EXERCISE DATA
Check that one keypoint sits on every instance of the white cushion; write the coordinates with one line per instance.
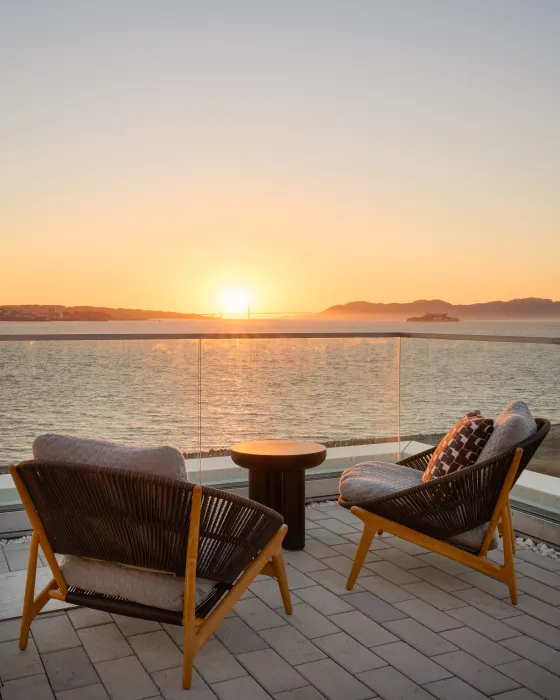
(152, 588)
(514, 424)
(369, 480)
(160, 461)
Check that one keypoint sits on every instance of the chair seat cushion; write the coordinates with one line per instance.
(369, 480)
(514, 425)
(153, 588)
(159, 461)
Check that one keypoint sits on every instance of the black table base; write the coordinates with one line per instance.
(283, 491)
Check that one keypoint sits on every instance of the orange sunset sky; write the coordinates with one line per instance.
(165, 154)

WHAT NEEDS TO BE DONE
Nothing should be returned except the lines from the one containing "Check that one keypoint sits on every instance of the black" through the last line of the data, each restated word for word.

RESULT OF THIS TASK
Check that one keypoint sits on every instance of the black table base; write the coordinates with one line per instance.
(283, 491)
Check that one keypoint sits on every instance of the orange sunset sky; write the coordinates with one line per instance.
(165, 154)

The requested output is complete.